Partes do exercício:
a) Responda com base na reportagem sobre os riscos da IA para crianças:
(i) Que idades têm os filhos de Natália Ruschel?
(ii) Em que ministério Ruschel trabalha e com qual tema?
(iii) Por qual nome Sonia Livingstone designa sua classificação dos riscos?
b) Redija a continuação da reportagem sobre os riscos da IA para crianças, partindo da última frase apresentada.
=== Trecho do documento ===
Riscos da inteligência artificial preocupam pais, mas podem ser amenizados

CURITIBA, PR (FOLHAPRESS) – Acompanhar os filhos em seu letramento digital é uma preocupação de longa data de Natália Ruschel, 39. A atenção tem assumido novos contornos em meio à popularização da IA (inteligência artificial).

“Como meus filhos ainda são novos, de 9 e 3 anos de idade, eu ainda não apresentei o ChatGPT para eles, porque não vejo necessidade. No entanto, estou me preparando para isso.”

Ruschel trabalha com propriedade intelectual no Mdic (Ministério do Desenvolvimento, Indústria, Comércio e Serviços), e frequentemente cruza com o tema da inteligência artificial. Ela tem ciência de suas possibilidades e riscos -muitos dos quais já familiares à presença online.

A pesquisadora Sonia Livingstone, vinculada à Unicef (Fundo das Nações Unidas para a Infância), classifica os riscos da presença online de crianças em quatro grandes áreas, que chama de 4Cs:

CONTEÚDO: engajamento ou exposição a conteúdo prejudicial ao seu desenvolvimento;

CONTATO: possibilidade de ser alvo de contato prejudicial de outras pessoas;

CONDUTA: quando testemunham, participam ou são vítimas de conduta prejudicial, como violências, racismo e LGBTfobia

E CONTRATO: termos de uso, políticas e privacidade sem transparência, e que podem levar à exposição das crianças e adolescentes.Alguns riscos da IA são mais discutidos, como no caso de recomendações de conteúdo inadequado ou violento nas mídias sociais; mas o debate ainda está no início para as inteligências artificiais generativas, que criam textos e imagens a partir de informações já existentes.
=== Extrato de dados ===
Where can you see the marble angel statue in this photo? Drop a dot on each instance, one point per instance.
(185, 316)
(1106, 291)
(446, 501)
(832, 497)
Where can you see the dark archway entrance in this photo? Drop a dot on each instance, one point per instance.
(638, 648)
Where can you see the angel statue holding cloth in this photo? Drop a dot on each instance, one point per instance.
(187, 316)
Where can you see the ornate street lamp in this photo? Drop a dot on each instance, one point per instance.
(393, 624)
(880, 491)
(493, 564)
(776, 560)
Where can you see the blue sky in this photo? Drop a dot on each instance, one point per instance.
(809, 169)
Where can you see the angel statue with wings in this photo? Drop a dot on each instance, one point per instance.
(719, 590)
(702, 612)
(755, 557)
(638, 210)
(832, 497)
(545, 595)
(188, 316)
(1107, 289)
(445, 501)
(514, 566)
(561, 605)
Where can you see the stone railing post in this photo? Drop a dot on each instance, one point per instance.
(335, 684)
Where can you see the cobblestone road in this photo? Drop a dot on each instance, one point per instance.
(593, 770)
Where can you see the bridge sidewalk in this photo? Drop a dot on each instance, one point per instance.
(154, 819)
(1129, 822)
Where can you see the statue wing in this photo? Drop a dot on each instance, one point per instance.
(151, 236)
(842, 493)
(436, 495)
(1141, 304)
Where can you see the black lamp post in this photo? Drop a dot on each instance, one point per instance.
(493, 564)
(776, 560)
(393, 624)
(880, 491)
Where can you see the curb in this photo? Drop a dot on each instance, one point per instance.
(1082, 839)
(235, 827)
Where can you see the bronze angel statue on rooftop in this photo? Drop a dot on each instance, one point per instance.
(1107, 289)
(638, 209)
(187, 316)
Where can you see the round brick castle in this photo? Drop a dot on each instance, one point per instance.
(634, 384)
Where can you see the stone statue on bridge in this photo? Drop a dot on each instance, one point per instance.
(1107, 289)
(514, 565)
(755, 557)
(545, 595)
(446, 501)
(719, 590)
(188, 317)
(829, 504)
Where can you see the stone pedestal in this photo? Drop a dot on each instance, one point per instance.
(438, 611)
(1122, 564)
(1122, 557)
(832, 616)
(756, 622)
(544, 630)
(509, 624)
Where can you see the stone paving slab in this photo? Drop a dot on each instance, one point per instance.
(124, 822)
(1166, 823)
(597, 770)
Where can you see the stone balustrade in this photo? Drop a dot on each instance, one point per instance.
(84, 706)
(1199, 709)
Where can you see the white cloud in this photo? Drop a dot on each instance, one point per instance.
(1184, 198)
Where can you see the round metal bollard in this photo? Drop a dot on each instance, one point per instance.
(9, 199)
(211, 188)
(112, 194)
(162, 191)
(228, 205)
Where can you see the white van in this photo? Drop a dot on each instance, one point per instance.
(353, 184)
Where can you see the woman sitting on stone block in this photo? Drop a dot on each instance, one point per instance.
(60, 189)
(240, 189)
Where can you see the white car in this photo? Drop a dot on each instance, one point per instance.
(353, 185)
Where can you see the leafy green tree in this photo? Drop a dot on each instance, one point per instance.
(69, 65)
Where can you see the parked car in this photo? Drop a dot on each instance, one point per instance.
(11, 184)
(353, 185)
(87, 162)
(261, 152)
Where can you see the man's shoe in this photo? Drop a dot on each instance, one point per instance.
===
Respostas às tarefas:
a)
(i) 9 e 3 anos.
(ii) No Mdic (Ministério do Desenvolvimento, Indústria, Comércio e Serviços), com propriedade intelectual.
(iii) 4Cs.

b)
O ChatGPT, lançado em novembro de 2022, é um dos exemplos mais comentados. A ferramenta responde rapidamente a questionamentos de usuários, passando a impressão de confiabilidade -mas com erros e imprecisões frequentes, que contribuem para a desinformação.

Nos últimos meses, Ruschel tem testado a ferramenta, na expectativa do papel que terá no futuro de seus filhos. Ela pretende acompanhá-los em seu uso, com incentivo à análise crítica dos resultados, mas reconhece que não será uma tarefa fácil.

“O ChatGPT já faz a análise de texto, interpretação ou resumo das informações, não é resultado de uma simples busca. Será um grande desafio saber o que é falso, verdadeiro e tendencioso sem ter um conhecimento prévio sobre o assunto pesquisado.”

MODELO DE NEGÓCIO FAVORECE DESINFORMAÇÃO

Gabriela Mora, oficial de desenvolvimento e participação de adolescentes na Unicef (Fundo das Nações Unidas para a Infância), aponta que o modelo de negócios das plataformas se beneficia da atenção gerada por conteúdos extremistas e frequentemente falsos.

A falta de transparência das IAs também é um desafio, especialmente ao considerar os termos de uso e contratos associados. Mora afirma que, para além da família, empresas e gestão pública também têm a responsabilidade de considerar os direitos de crianças e adolescentes em sua atuação.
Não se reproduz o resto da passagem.